SOURCE EXTRACT.
┌──

The ICAEW (Institute of Chartered Accountants in England and Wales) has warned that the government still have a deficit when the current Parliament comes to an end in 2020.
In his Summer Budget, the Chancellor George Osborne revealed a longer timeline for deficit reduction. In the Budget earlier in the year, Mr Osborne forecast government accounts showing a surplus of around £7 billion by 2018/19. But a surplus is now not expected until 2019/20.
On that timescale, the ICAEW believes that increase interest rates would have a knock-on effect on the economy and push back the surplus even further, into the next Parliament. Initially, the Conservatives had pledged to eliminate the deficit by the end of the previous Parliament, which ended this year.
ICAEW chief executive, Michael Izza said: "We’re not exactly booming, and there’s certainly plenty of areas of the economy that are holding us back. We could do so much better, especially when it comes to exporting, and upskilling our workforce."
He explained that the new living wage, apprenticeship levy, and insurance premium tax hikes will all affect businesses, and higher interest rates will affect consumer spending - all having an impact on the Treasury's tax receipts.
Mr Izza added: "Next year sees an increase in the living wage, which will especially hurt the retail, hospitality and care sectors. Furthermore, the removal of Dividend Tax Credit, the increase in insurance premium tax, and the apprenticeships levy will all hurt businesses, and I’m not convinced lowering Corporation Tax will compensate. A future interest rate rise will also damage both businesses and consumers, who we’ve been relying on for growth. These will all potentially lead to lower tax receipts, and if that happens, the Chancellor simply won’t meet his deficit reduction target. It will become a three-parliament problem.”
Despite the ICAEW's warning over the speed of deficit reduction, the organisation upgraded its growth forecast for the UK economy.
It said a post-election boost to business confidence would help the economy to grow by 2.6% this year, up from its earlier forecast of 2.3%. In addition, rising earnings growth and low inflation are continuing to boost household spending.
Its forecast of 2.6% growth in 2016 remains unchanged.
The ICAEW expects business investment to rise 7.4% this year, before slowing to 5.9% in 2016, compared with earlier forecasts of 4% in 2015. Unemployment, however, is likely to continue growing. The organisation believes businesses are starting to make better use of their existing workforce rather than adding to it, and part-time work is falling. That will lead to an unemployment rate of 5.4% by the end of the year, up from 5.1% earlier in the year. Making better use of the current workforce will have a better impact on productivity, the ICAEW believes. Productivity has been highlighted as a key problem for the UK's economic growth. But after rising just 0.7% in 2014, it is forecast to grow 1.2% this year and 1.3% in 2016.

└──

BRIEF 1.
According to the article on deficit reduction, what unemployment rate does the ICAEW expect by the end of the year?
BRIEF 2.
Quote the article on deficit reduction word for word, starting with "Despite the ICAEW's" and going on through "2016 remains unchanged.".

GIVEN ENTRIES.

┌──

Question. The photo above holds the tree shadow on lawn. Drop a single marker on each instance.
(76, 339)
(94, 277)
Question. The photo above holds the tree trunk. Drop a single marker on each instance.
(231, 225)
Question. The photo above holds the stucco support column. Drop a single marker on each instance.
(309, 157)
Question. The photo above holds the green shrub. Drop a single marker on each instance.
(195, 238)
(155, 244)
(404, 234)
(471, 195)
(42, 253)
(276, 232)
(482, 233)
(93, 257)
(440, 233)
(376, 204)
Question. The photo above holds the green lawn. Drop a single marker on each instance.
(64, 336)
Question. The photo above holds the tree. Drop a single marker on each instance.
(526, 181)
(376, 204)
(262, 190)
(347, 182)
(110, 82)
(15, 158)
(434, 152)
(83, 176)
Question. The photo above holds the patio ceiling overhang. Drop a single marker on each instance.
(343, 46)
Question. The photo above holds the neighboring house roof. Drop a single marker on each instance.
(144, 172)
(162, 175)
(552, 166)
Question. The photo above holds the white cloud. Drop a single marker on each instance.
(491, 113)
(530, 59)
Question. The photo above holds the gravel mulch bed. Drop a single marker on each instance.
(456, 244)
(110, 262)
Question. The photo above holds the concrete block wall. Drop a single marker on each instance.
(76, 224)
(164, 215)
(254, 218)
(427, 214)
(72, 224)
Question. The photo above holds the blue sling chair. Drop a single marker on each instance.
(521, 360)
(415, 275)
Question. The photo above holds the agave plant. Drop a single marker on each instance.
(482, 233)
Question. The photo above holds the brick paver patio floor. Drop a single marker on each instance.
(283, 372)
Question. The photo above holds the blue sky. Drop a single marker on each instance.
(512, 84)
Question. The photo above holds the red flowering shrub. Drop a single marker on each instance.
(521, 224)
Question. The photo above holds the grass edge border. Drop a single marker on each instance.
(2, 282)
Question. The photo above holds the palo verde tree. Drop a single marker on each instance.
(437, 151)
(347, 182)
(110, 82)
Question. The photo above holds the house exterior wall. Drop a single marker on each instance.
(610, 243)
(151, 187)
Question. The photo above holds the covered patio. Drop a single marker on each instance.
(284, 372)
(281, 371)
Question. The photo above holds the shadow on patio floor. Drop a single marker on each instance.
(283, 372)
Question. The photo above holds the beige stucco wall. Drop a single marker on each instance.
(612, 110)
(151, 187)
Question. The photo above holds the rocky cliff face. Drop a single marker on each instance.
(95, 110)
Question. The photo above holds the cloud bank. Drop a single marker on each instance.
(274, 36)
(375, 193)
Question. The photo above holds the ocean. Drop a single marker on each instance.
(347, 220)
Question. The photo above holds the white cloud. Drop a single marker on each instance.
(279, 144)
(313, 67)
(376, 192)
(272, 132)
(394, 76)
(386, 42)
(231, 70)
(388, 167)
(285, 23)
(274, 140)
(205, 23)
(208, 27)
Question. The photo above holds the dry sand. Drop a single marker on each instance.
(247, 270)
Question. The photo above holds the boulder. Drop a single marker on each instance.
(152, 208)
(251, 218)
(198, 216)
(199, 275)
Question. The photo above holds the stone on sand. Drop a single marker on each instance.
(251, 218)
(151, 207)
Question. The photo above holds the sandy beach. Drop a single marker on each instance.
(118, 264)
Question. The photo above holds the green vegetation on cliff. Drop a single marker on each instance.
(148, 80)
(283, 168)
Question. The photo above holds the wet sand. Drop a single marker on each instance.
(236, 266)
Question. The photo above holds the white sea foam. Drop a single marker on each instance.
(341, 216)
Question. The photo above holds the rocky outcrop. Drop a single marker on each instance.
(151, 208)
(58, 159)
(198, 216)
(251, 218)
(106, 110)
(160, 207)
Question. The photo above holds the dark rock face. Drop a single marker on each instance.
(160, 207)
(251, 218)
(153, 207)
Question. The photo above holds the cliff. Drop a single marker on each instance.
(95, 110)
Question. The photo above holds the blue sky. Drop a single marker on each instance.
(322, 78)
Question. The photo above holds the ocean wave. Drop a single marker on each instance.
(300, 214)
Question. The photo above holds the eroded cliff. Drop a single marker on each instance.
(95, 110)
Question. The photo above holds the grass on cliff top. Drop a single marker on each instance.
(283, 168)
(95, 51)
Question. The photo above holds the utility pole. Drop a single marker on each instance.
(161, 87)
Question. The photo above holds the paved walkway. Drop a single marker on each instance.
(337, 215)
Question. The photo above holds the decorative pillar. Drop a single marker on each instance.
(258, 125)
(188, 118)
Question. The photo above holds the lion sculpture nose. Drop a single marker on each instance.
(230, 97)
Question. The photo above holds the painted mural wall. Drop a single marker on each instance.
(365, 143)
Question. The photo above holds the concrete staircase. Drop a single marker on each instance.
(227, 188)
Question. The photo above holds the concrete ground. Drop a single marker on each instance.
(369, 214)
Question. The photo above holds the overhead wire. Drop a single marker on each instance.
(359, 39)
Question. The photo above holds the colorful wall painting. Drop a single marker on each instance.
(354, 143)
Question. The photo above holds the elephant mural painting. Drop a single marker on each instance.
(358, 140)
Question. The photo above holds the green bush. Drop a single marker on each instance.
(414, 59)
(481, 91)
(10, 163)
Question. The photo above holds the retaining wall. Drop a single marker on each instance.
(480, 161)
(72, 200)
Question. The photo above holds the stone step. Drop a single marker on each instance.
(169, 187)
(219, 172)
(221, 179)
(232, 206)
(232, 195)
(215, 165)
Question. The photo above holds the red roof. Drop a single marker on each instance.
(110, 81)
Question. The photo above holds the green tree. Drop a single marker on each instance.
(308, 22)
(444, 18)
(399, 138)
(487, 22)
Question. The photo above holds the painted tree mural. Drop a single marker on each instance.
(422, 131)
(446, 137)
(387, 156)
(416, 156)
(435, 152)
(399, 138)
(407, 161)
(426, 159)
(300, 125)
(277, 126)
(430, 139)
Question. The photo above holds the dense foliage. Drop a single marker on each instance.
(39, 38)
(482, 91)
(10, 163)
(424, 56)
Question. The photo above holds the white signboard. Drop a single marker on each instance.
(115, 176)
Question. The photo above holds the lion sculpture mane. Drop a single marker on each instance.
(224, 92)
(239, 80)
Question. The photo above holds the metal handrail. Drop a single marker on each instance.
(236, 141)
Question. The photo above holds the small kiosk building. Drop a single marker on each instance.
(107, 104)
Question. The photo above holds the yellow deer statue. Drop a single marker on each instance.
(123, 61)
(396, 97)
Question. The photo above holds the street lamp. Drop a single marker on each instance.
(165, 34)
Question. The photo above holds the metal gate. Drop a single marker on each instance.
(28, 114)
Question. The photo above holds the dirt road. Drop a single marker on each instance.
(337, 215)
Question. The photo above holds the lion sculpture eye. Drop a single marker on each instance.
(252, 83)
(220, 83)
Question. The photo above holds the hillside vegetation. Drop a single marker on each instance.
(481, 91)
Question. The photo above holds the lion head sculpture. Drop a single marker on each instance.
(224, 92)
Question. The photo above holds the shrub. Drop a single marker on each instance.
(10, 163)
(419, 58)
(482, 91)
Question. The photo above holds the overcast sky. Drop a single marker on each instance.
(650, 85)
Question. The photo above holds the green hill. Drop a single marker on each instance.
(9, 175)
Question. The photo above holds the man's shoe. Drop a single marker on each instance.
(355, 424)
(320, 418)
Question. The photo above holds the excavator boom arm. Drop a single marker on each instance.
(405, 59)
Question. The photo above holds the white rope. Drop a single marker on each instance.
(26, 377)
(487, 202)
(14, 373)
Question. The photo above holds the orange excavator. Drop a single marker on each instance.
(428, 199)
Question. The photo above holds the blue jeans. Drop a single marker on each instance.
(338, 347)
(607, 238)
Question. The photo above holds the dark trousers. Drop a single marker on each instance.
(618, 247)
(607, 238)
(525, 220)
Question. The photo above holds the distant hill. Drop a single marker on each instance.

└──

OUTPUT 1.
5.4%

OUTPUT 2.
Despite the ICAEW's warning over the speed of deficit reduction, the organisation upgraded its growth forecast for the UK economy.
It said a post-election boost to business confidence would help the economy to grow by 2.6% this year, up from its earlier forecast of 2.3%. In addition, rising earnings growth and low inflation are continuing to boost household spending.
Its forecast of 2.6% growth in 2016 remains unchanged.